▶ **WORK TO COMPLETE**
The entries that follow should be repeated exactly, with no pictures kept.

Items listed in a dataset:
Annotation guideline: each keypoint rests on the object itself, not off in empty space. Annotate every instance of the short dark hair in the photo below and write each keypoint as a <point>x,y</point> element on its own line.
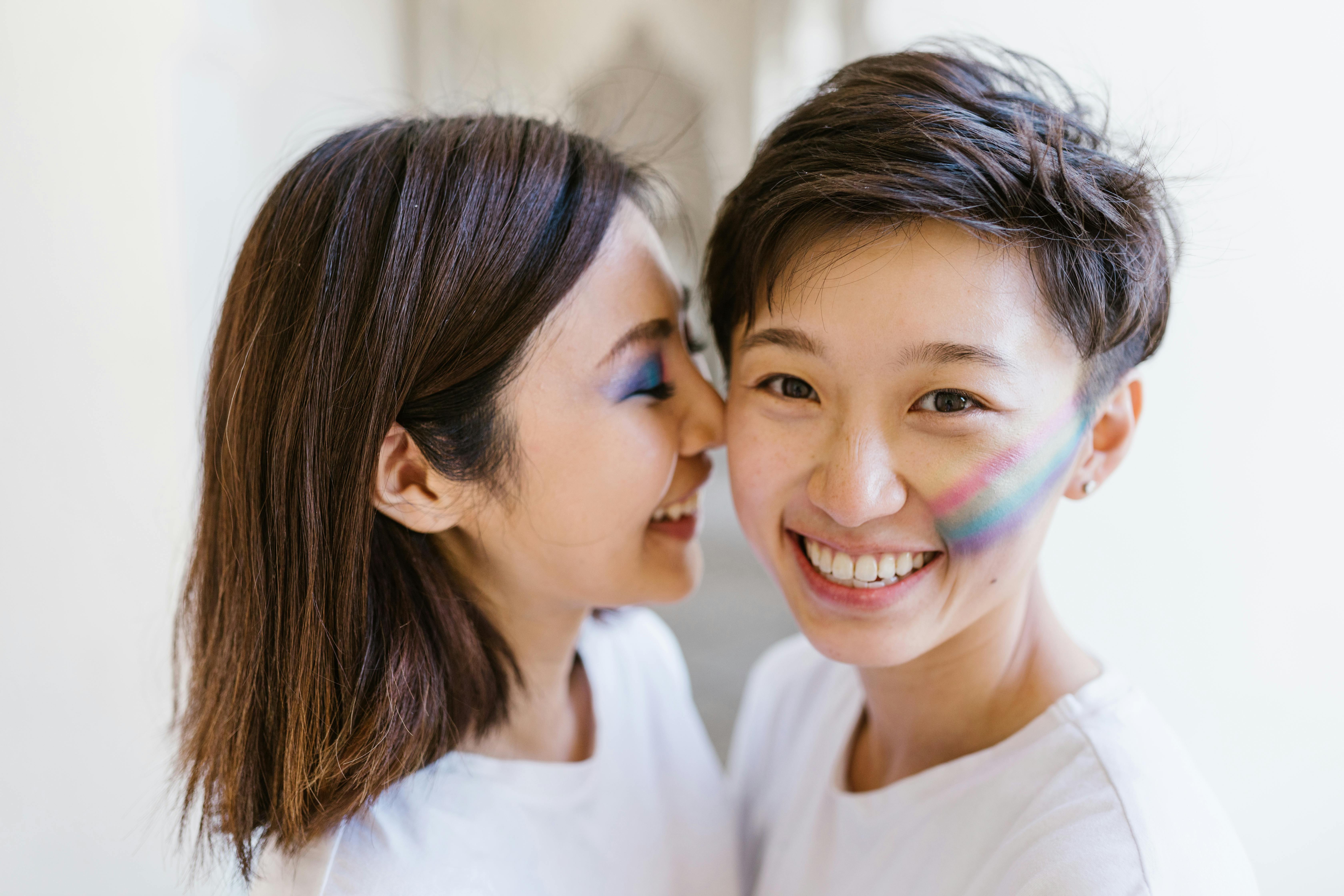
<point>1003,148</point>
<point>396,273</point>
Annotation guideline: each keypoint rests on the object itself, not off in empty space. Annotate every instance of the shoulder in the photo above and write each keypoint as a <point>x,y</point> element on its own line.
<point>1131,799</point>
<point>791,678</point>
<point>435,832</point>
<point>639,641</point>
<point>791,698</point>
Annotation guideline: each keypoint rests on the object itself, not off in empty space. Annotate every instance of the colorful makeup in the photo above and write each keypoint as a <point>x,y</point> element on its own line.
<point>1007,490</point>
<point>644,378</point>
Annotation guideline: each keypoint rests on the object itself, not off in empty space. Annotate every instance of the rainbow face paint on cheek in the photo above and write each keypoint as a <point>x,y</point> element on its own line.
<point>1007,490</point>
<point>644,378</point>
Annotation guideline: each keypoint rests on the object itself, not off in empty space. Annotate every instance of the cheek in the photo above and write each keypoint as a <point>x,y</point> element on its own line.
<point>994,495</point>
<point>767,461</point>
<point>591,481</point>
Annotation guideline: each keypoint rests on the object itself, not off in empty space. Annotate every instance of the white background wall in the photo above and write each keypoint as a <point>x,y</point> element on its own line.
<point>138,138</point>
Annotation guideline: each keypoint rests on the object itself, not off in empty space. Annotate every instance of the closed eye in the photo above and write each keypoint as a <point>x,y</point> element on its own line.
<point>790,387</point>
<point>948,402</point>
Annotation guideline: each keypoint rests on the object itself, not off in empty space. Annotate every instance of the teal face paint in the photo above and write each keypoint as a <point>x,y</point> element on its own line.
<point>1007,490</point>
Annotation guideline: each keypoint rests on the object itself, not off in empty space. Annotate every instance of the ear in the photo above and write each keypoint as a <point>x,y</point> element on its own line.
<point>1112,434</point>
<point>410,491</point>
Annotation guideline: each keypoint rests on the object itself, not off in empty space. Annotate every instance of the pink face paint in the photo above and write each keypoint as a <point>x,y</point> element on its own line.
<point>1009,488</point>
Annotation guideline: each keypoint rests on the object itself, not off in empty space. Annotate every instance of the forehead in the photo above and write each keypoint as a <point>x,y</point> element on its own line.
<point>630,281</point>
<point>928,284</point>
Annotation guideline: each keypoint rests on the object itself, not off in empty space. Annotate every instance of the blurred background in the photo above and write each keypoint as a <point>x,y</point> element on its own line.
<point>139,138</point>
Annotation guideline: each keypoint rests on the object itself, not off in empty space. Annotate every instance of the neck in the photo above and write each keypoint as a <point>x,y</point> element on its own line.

▶ **OUTPUT FOR THIS EXERCISE**
Annotation guideline: each keypoint rests on the object itself, not off in empty space. Annotate every instance of the short dark hair in the photo below and write each keypoint as a <point>x,y</point> element on its own line.
<point>1003,148</point>
<point>396,273</point>
Annotation guideline: each keypoint rests on the object itself, not off in empty space. Annotate every instance of the shoulder in the photo above and write each keypoint as a <point>x,y</point> element on its own line.
<point>1131,799</point>
<point>791,678</point>
<point>435,832</point>
<point>639,641</point>
<point>791,698</point>
Annotation guideline: each keypoint rests on the object itself, not off in empty space. Annotate every instance of the colorful makeup in the photo above and write each keypoint as a <point>x,y</point> element on its own line.
<point>1007,490</point>
<point>644,378</point>
Annotation guideline: each keypoint rests on the object itself, not off in empty space. Annotate every instance of the rainbow face paint on cheek in the photo above and write each keypoint as a <point>x,y</point> element on its own line.
<point>1007,490</point>
<point>644,378</point>
Annotation guideline: each keypoint rests on the object itself, not off in empty space. Annotate every instance of the cheek in the photo above and write each keypoint as a <point>x,y</point> element on its own line.
<point>994,495</point>
<point>767,461</point>
<point>591,481</point>
Annotation guideline: each keypoint rests on the object itself, not off in empty space. Annotate every instance of the white background wall in the photo above and write each keypoint as a <point>x,y</point> element on its own line.
<point>138,138</point>
Annotation guideline: each keypoint rests on the object itself, not off in empty space. Annotate every instance of the closed eye in the photo above and write each keypoint as a <point>x,y</point> element on its own line.
<point>790,387</point>
<point>948,402</point>
Annotation guideline: each keypoint rests on the object itself, not off in empty space. Annotate every instance of the teal face paint in the photo above and write each keypoint as a <point>x,y</point> element on its own line.
<point>1007,490</point>
Annotation guideline: each keypoint rests on the object itself, not off in empty space. Annotate every instance of the ear in the photo above and write each keypoint as a <point>x,y</point> element on its own line.
<point>1112,434</point>
<point>410,491</point>
Annotation guideline: each keypoint rests on the object itself, not off in empty space. Annotate every instance of the pink face paint in the photo above and write each keypoint as a <point>x,y</point> element on its own line.
<point>1009,488</point>
Annotation guideline: each keypoint rests on the object itself, not off in empty space. Annotate every instance of the forehead in the photo above and write each keypoint as a <point>x,y</point> element on its own line.
<point>630,281</point>
<point>928,284</point>
Annotation guideline: each keypoint rests on the object itself, not off in empty space. Annotate every instance of the blurred background in the photo above and write each keypoint as a <point>x,y</point> element on its own line.
<point>139,138</point>
Annotation guideline: each keypoint rests on the object itself, not off in empty space. Annotate every instance of the neck in the photo above and write each keypoint as a <point>x,y</point> element on its own line.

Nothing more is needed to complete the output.